Dataset entries:
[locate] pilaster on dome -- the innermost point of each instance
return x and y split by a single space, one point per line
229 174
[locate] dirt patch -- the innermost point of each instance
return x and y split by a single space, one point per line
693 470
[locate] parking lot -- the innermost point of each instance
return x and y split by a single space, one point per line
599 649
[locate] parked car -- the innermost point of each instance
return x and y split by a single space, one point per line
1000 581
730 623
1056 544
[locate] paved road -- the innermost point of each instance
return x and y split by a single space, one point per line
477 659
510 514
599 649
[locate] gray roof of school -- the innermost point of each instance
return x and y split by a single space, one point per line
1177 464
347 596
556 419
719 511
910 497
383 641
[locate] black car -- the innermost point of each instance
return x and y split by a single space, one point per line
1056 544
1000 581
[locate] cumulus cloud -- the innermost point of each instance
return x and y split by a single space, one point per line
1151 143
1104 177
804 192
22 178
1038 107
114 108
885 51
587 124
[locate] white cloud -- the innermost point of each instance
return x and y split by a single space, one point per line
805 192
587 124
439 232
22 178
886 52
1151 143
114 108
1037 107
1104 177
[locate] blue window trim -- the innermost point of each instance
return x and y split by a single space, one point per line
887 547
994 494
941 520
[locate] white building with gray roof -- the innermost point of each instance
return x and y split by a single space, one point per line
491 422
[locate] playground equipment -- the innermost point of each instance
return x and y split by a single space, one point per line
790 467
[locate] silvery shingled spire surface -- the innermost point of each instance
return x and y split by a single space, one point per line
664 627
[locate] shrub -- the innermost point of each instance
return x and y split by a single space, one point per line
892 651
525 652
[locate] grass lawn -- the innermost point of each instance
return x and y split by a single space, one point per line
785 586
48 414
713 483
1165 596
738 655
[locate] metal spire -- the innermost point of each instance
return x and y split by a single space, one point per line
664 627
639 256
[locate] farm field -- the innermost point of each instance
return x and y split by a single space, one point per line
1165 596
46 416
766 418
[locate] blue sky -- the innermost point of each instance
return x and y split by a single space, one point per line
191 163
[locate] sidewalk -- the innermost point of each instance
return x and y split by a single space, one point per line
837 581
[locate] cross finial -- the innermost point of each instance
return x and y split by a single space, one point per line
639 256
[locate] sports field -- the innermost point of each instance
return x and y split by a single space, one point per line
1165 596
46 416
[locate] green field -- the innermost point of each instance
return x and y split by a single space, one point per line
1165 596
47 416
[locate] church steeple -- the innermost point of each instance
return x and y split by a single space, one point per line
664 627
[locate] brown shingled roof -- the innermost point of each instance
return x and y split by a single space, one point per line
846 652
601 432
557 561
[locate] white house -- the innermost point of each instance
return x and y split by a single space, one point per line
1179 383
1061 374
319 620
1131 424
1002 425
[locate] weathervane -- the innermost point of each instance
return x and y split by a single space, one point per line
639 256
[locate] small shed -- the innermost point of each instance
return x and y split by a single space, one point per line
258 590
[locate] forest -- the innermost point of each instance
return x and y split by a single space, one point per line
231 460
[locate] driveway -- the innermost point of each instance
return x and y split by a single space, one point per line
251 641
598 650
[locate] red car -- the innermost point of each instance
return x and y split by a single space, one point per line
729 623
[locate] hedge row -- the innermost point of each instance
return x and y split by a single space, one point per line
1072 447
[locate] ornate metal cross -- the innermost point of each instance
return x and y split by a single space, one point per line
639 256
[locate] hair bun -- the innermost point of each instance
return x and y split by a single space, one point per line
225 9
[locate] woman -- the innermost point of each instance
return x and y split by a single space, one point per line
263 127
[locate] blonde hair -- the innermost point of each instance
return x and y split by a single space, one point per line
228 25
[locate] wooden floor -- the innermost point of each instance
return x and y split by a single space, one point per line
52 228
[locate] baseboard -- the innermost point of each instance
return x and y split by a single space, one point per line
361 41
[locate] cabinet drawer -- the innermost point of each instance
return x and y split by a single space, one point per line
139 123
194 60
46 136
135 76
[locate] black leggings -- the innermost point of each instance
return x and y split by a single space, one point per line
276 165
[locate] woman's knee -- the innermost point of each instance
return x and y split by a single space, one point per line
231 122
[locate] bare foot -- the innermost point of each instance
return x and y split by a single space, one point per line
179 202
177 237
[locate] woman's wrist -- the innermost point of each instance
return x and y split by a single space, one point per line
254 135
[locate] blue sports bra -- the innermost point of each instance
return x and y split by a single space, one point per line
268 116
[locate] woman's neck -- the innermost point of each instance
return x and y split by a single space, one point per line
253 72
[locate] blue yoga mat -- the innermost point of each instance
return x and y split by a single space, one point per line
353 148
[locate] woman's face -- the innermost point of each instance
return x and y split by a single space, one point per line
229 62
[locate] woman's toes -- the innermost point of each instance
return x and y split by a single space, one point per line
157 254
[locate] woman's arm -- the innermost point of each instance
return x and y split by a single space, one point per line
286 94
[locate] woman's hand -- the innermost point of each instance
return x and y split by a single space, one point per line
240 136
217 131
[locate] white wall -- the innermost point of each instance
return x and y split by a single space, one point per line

> _WHAT THE TASK ASKS_
Render the rows above as a numbered list, leaving out the blank lines. Include every row.

> _TASK RESPONSE_
1. [locate] pilaster on dome -- the innermost point of each instance
2. return x and y split by a single space, one point per line
3. 229 174
4. [locate] dirt patch -- the innermost point of each instance
5. return x and y split by a single space, one point per line
6. 693 470
7. [locate] parking lot -- the innermost point of each instance
8. return x and y split by a single space, one point per line
9. 599 649
10. [locate] parked car -- the innermost point of each instance
11. return x and y split by a single space, one point per line
12. 1000 581
13. 730 623
14. 1056 544
15. [locate] paved road -- the innermost point of each instance
16. return x and y split by a single space, one point per line
17. 477 659
18. 510 514
19. 599 649
20. [locate] gray roof of school -- the innermost point of each instance
21. return x and y split by a single space, one point per line
22. 1177 464
23. 347 596
24. 556 419
25. 719 511
26. 910 497
27. 383 641
28. [locate] black car -- the innermost point of each instance
29. return x and y split by a single space, one point per line
30. 1056 544
31. 1000 581
32. [locate] cumulus cloud -- the innermost point of each instance
33. return x and y split by a single space, one point per line
34. 1151 143
35. 1104 177
36. 804 192
37. 22 178
38. 1038 107
39. 114 108
40. 885 51
41. 587 124
42. [locate] white cloud -- the innermost point of each instance
43. return x and y split by a single space, one point per line
44. 805 192
45. 587 124
46. 439 232
47. 22 178
48. 886 52
49. 1151 143
50. 114 108
51. 1037 107
52. 1104 177
53. [locate] blue window trim -- the innermost point of each instance
54. return x and y split by a single space, one point per line
55. 887 547
56. 994 494
57. 941 520
58. [locate] white building with gray roof -- the innermost point of each instance
59. return x and y split by a single space, one point per line
60. 491 422
61. [locate] playground equipment -- the innermost point of each instance
62. return x and y split by a single space, one point per line
63. 790 467
64. [locate] silvery shingled spire surface -- the innermost point of each instance
65. return x and y split by a single space, one point per line
66. 664 627
67. [locate] shrub -- the innermost point of each instance
68. return x and y split by a single space, one point per line
69. 892 651
70. 525 652
71. [locate] grass lawn -- the innermost point of each instance
72. return x and y split by a single space, one point per line
73. 785 586
74. 48 414
75. 713 483
76. 1165 596
77. 738 655
78. [locate] metal spire -- the innermost point of each instance
79. return x and y split by a single space, one point per line
80. 664 627
81. 639 256
82. [locate] farm field -- the innermost point of each instance
83. return x and y split by a single space, one point per line
84. 1165 596
85. 46 416
86. 766 418
87. [locate] blue sky -- the innermost point of each instance
88. return x and y split by a single space, one point per line
89. 191 163
90. [locate] sidewalk -- the innermost point of each instance
91. return x and y split by a single space, one point per line
92. 837 581
93. [locate] cross finial -- the innermost point of each instance
94. return x and y split by a single space, one point per line
95. 639 256
96. [locate] sports field -- the innermost point of each instance
97. return x and y split by a single space, one point per line
98. 1165 596
99. 46 416
100. [locate] green field -- the innermost point of each instance
101. return x and y split by a single space, one point per line
102. 1165 596
103. 47 416
104. [locate] church steeple -- the innermost point of each instance
105. return x and y split by a single space, one point per line
106. 664 627
107. [locate] brown shingled roof -- the innermost point of each instance
108. return x and y split by a single space, one point per line
109. 846 652
110. 601 432
111. 557 561
112. [locate] white house -- the innermost point of each instance
113. return x and y split by a single space, one point per line
114. 1179 383
115. 1061 374
116. 319 620
117. 1131 424
118. 1002 425
119. [locate] weathervane -- the innermost point of each instance
120. return x and y split by a single space, one point per line
121. 639 256
122. [locate] small shed -- the innermost point of each instance
123. return x and y split by a single space, one point per line
124. 258 590
125. [locate] forest -- the innermost point of each instance
126. return x and y split by a single space, one point per line
127. 231 460
128. [locate] driveway -- the innermost point of each instance
129. return x and y split by a single space, one point per line
130. 251 641
131. 598 650
132. [locate] red car -- the innermost point of each instance
133. return x and y split by a single space, one point per line
134. 729 623
135. [locate] hedge row -- the innermost point of each instance
136. return x and y split by a single space, one point per line
137. 1072 447
138. [locate] ornate metal cross -- the innermost point of each instance
139. return x and y split by a single space, one point per line
140. 639 256
141. [locate] hair bun -- the innermost point of each instance
142. return x and y split by a single space, one point per line
143. 225 9
144. [locate] woman -- the innermost point of each instance
145. return x and y split by a single space, one point per line
146. 263 127
147. [locate] blonde hair -- the innermost point of each instance
148. return x and y split by a single space, one point per line
149. 228 25
150. [locate] wooden floor -- the innermost point of each instance
151. return x and y split by a single space, one point per line
152. 52 228
153. [locate] baseboard -- the innermost point of each instance
154. return x and y split by a single space, one point per line
155. 361 41
156. [locate] cabinet drawer -- the innermost point of each instance
157. return x and y split by a single space, one point per line
158. 139 123
159. 194 60
160. 46 136
161. 135 76
162. [locate] black leggings -- the innermost point of each instance
163. return x and y split by a single space, one point per line
164. 276 165
165. [locate] woman's knee -- the innermost point of each instance
166. return x and y split by a single space, one point per line
167. 231 122
168. [locate] bare foot -- the innermost point of each instance
169. return x and y split by a single space, one point per line
170. 179 202
171. 177 237
172. [locate] woman's wrist -- the innermost point of each instance
173. return x and y split by a single space, one point per line
174. 254 135
175. [locate] blue sports bra -- the innermost point of each instance
176. return x and y split by a single space, one point per line
177. 268 116
178. [locate] woman's neck -- the innermost point of each instance
179. return x and y split by a single space, one point per line
180. 253 72
181. [locate] blue yoga mat -- the innermost point of each instance
182. return x and y split by a single space, one point per line
183. 353 148
184. [locate] woman's face -- the innermost point of each instance
185. return x and y split by a single space, one point per line
186. 229 62
187. [locate] woman's toes -- the innermost point of each instance
188. return x and y split by a single space, one point per line
189. 157 254
190. [locate] woman's arm -- the innermost point of each instance
191. return x and y split by a single space, one point per line
192. 286 94
193. [locate] woman's hand -- the innermost point of each instance
194. return x and y split by a single space, one point per line
195. 240 136
196. 217 131
197. [locate] white wall -- the innermost point of each instance
198. return x and y split by a single space, one point per line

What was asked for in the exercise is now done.